━━━ Dataset content ━━━
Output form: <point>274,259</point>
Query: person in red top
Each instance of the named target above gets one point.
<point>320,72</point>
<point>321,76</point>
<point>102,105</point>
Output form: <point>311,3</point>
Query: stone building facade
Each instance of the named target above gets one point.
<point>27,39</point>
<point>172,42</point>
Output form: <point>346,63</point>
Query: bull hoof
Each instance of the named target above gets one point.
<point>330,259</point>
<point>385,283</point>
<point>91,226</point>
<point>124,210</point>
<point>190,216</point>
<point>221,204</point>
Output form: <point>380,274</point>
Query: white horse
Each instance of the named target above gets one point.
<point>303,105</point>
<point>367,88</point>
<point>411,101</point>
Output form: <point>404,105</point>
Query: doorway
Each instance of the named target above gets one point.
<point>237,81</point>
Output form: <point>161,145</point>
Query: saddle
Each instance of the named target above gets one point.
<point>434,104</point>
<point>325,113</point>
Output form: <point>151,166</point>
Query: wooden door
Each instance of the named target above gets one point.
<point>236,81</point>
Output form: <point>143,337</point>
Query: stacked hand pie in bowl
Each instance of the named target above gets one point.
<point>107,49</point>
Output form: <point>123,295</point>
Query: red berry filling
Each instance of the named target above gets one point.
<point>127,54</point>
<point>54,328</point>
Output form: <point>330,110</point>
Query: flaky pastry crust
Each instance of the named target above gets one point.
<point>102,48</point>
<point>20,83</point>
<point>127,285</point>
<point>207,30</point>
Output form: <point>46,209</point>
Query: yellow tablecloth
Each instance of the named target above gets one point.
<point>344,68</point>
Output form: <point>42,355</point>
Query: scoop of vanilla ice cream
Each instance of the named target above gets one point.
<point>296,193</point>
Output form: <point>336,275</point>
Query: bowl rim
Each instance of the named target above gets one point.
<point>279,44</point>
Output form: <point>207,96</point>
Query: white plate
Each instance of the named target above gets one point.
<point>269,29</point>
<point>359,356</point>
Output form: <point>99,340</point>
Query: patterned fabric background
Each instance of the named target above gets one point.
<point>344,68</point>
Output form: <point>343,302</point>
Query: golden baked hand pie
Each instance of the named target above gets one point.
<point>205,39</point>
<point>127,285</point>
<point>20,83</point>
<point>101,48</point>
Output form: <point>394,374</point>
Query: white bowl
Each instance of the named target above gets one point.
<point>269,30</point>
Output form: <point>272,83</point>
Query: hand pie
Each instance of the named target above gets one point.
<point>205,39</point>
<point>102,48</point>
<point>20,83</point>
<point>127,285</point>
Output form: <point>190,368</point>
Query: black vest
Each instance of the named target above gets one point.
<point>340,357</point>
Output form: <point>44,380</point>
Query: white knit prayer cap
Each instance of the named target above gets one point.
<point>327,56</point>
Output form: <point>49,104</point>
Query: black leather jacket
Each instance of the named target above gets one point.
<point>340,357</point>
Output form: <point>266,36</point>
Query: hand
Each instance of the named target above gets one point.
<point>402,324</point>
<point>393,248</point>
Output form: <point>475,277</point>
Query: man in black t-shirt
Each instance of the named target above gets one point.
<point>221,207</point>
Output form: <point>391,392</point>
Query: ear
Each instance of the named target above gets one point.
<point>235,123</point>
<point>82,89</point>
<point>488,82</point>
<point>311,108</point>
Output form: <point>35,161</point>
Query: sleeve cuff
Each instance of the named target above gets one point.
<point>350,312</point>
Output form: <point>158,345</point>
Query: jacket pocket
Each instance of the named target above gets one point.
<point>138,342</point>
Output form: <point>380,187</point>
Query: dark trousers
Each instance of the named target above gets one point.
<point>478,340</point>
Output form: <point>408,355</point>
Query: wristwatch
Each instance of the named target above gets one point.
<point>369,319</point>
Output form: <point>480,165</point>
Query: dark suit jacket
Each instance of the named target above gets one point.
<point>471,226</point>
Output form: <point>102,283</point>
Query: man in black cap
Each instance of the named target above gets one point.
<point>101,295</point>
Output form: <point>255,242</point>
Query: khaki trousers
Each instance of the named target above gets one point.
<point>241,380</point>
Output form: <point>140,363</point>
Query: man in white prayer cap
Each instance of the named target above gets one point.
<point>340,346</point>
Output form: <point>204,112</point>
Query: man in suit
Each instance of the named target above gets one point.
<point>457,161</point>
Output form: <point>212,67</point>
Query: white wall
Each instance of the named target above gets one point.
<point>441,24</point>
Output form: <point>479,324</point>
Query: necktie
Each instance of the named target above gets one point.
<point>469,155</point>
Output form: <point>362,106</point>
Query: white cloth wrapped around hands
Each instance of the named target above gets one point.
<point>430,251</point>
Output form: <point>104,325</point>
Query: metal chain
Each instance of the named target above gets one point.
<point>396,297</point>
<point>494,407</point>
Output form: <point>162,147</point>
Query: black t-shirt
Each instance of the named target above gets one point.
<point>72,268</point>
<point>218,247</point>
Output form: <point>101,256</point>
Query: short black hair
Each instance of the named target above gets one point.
━━━
--- Brief ---
Repeat the whole listing, keeping every word exact.

--- Answer to the exercise ---
Output form: <point>274,259</point>
Query: person in red top
Each instance of the named target above gets one point.
<point>320,72</point>
<point>321,76</point>
<point>102,105</point>
Output form: <point>311,3</point>
Query: stone building facade
Each instance of the named target above gets one point.
<point>27,39</point>
<point>172,42</point>
Output form: <point>346,63</point>
Query: bull hoof
Each instance of the named target above gets one point.
<point>330,259</point>
<point>385,283</point>
<point>91,226</point>
<point>124,210</point>
<point>190,216</point>
<point>221,204</point>
Output form: <point>380,274</point>
Query: white horse
Each instance of the named target above gets one point.
<point>303,105</point>
<point>367,88</point>
<point>411,101</point>
Output form: <point>404,105</point>
Query: doorway
Each instance of the named target above gets one point.
<point>237,81</point>
Output form: <point>161,145</point>
Query: saddle
Each instance of the named target above gets one point.
<point>434,104</point>
<point>325,113</point>
Output form: <point>151,166</point>
Query: wooden door
Each instance of the named target above gets one point.
<point>236,81</point>
Output form: <point>143,337</point>
Query: stacked hand pie in bowl
Each instance of the named target above gets one point.
<point>107,49</point>
Output form: <point>123,295</point>
Query: red berry filling
Each instance of the named target above gets one point.
<point>127,54</point>
<point>54,328</point>
Output form: <point>330,110</point>
Query: flaky pastry crust
Each instance of the named target above gets one point.
<point>102,48</point>
<point>20,83</point>
<point>127,285</point>
<point>207,30</point>
Output form: <point>46,209</point>
Query: yellow tablecloth
Each instance of the named target above gets one point.
<point>344,68</point>
Output form: <point>42,355</point>
Query: scoop of vanilla ice cream
Each instance of the named target above gets one point.
<point>296,193</point>
Output form: <point>336,275</point>
Query: bowl rim
Each instance of the named target above gets one point.
<point>279,44</point>
Output form: <point>207,96</point>
Query: white plate
Each instance of the named target above gets one point.
<point>269,29</point>
<point>359,356</point>
Output form: <point>99,340</point>
Query: patterned fabric background
Each instance of the named target above gets one point.
<point>344,68</point>
Output form: <point>343,302</point>
Query: golden baked hand pie
Each instance of the named target above gets one point.
<point>205,39</point>
<point>127,285</point>
<point>20,83</point>
<point>101,48</point>
Output form: <point>394,374</point>
Query: white bowl
Each instance of the named target above gets one point.
<point>269,30</point>
Output form: <point>272,83</point>
Query: hand pie
Each instance of the named target above gets one point.
<point>205,39</point>
<point>102,48</point>
<point>20,83</point>
<point>127,285</point>
Output form: <point>190,368</point>
Query: black vest
Each instance of the named target above gets one point.
<point>340,357</point>
Output form: <point>44,380</point>
Query: white knit prayer cap
Each instance of the named target above gets one point.
<point>327,56</point>
Output form: <point>49,104</point>
Query: black leather jacket
Each instance of the named target above gets one point.
<point>340,357</point>
Output form: <point>266,36</point>
Query: hand
Each instance of the named target above gets one point.
<point>402,324</point>
<point>393,248</point>
Output form: <point>475,277</point>
Query: man in black t-shirt
Each instance of the named target above gets one point.
<point>221,207</point>
Output form: <point>391,392</point>
Query: ear
Each instance of the named target above gets one point.
<point>235,123</point>
<point>82,89</point>
<point>488,82</point>
<point>311,108</point>
Output form: <point>35,161</point>
Query: sleeve cuff
Each instance of the named target above gets one point.
<point>350,312</point>
Output form: <point>158,345</point>
Query: jacket pocket
Each instance of the named target above gets one point.
<point>138,342</point>
Output form: <point>380,187</point>
Query: dark trousers
Each instance of the named target above gets one point.
<point>478,340</point>
Output form: <point>408,355</point>
Query: wristwatch
Each instance of the named target above gets one point.
<point>369,319</point>
Output form: <point>480,165</point>
Query: dark suit jacket
Each instance of the named target above gets one point.
<point>471,226</point>
Output form: <point>102,283</point>
Query: man in black cap
Each instance of the named target above gets one point.
<point>101,295</point>
Output form: <point>255,242</point>
Query: khaki trousers
Each instance of the named target above gets one point.
<point>241,380</point>
Output form: <point>140,363</point>
Query: man in white prayer cap
Each instance of the named target above gets one point.
<point>340,346</point>
Output form: <point>204,112</point>
Query: man in suit
Each instance of the named target above gets one point.
<point>457,161</point>
Output form: <point>212,67</point>
Query: white wall
Each instance of the named target above gets one point.
<point>441,24</point>
Output form: <point>479,324</point>
Query: necktie
Each instance of the named target above gets one point.
<point>469,155</point>
Output form: <point>362,106</point>
Query: white cloth wrapped around hands
Each instance of the named target above gets one point.
<point>430,251</point>
Output form: <point>104,325</point>
Query: metal chain
Each instance of the named target above gets one point.
<point>396,297</point>
<point>494,407</point>
Output form: <point>162,147</point>
Query: black t-shirt
Each instance of the named target above gets one point.
<point>72,268</point>
<point>218,247</point>
Output form: <point>101,256</point>
Query: short black hair
Each instance of the named target above gets one point.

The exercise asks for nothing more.